Entries shown section start

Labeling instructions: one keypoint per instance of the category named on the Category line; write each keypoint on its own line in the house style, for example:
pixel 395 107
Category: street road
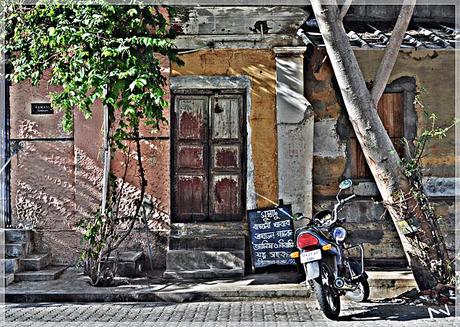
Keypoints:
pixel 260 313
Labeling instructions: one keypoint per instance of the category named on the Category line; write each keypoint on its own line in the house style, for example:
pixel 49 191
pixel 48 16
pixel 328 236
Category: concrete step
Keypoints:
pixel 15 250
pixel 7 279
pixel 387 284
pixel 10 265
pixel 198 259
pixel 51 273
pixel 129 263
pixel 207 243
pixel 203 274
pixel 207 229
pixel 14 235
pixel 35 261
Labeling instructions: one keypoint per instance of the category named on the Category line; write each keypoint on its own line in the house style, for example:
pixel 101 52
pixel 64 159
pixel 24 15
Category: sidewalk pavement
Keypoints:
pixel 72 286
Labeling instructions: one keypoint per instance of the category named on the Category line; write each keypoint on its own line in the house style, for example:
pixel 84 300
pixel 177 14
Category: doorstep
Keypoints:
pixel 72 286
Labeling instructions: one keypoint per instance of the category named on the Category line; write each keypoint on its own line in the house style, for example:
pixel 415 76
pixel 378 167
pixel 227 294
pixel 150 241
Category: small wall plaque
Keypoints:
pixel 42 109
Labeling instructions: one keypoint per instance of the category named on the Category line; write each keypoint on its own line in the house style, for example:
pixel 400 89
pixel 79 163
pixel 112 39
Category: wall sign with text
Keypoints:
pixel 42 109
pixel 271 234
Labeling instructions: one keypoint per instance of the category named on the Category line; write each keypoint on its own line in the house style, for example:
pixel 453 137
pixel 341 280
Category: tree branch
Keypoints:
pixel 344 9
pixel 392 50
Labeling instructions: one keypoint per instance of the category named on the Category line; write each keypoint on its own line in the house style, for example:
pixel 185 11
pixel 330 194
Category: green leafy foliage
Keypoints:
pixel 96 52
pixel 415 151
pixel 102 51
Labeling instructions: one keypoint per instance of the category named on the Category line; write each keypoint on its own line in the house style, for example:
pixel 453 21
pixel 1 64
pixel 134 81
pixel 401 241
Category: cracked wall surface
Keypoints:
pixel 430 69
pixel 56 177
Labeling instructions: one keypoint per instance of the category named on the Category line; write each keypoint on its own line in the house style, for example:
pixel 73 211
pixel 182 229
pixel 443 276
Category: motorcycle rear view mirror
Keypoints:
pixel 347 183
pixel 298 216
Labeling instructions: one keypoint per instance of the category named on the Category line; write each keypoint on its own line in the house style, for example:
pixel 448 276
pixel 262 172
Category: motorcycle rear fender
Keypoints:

Entries shown section end
Entries shown section start

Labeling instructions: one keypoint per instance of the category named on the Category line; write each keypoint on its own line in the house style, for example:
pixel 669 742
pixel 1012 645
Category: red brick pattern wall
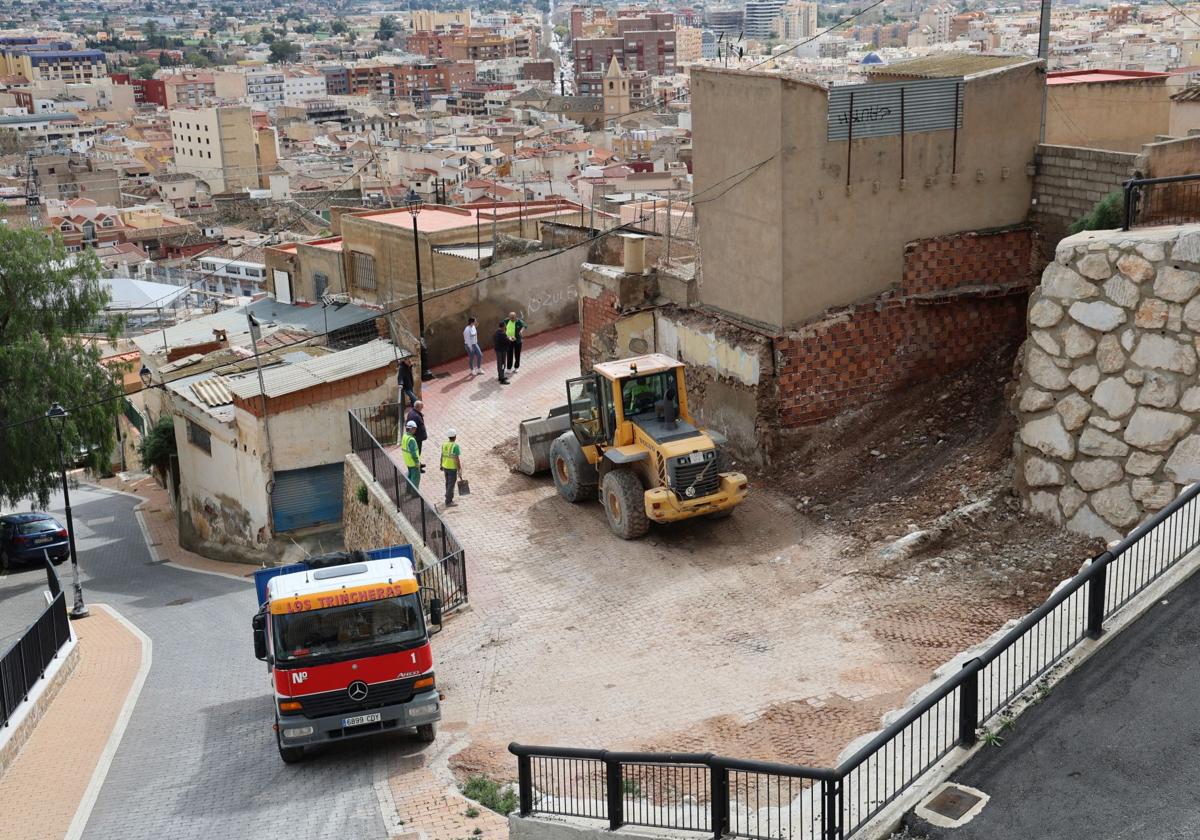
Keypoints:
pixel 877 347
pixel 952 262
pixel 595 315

Entries shown section end
Entries shown section start

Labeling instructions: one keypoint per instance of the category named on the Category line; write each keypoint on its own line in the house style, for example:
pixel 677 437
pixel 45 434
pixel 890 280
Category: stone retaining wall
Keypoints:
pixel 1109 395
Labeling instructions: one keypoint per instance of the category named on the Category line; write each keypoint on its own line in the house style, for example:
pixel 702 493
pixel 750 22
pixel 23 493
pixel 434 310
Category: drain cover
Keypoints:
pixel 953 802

Entries shown section end

[Exercise description]
The entries above hold a line with "pixel 49 191" and a later line with "pixel 64 159". Write out exactly those lines and all lines between, nothing more.

[Response to this exercise]
pixel 49 191
pixel 48 16
pixel 328 236
Category: concrete step
Keypoints:
pixel 15 250
pixel 7 279
pixel 387 284
pixel 10 265
pixel 198 259
pixel 51 273
pixel 129 263
pixel 207 243
pixel 203 274
pixel 207 229
pixel 14 235
pixel 35 261
Labeling instructions: one keypoint per instance of the category named on the Category line; write each keypoint on its own line in the house style, for example:
pixel 101 52
pixel 64 159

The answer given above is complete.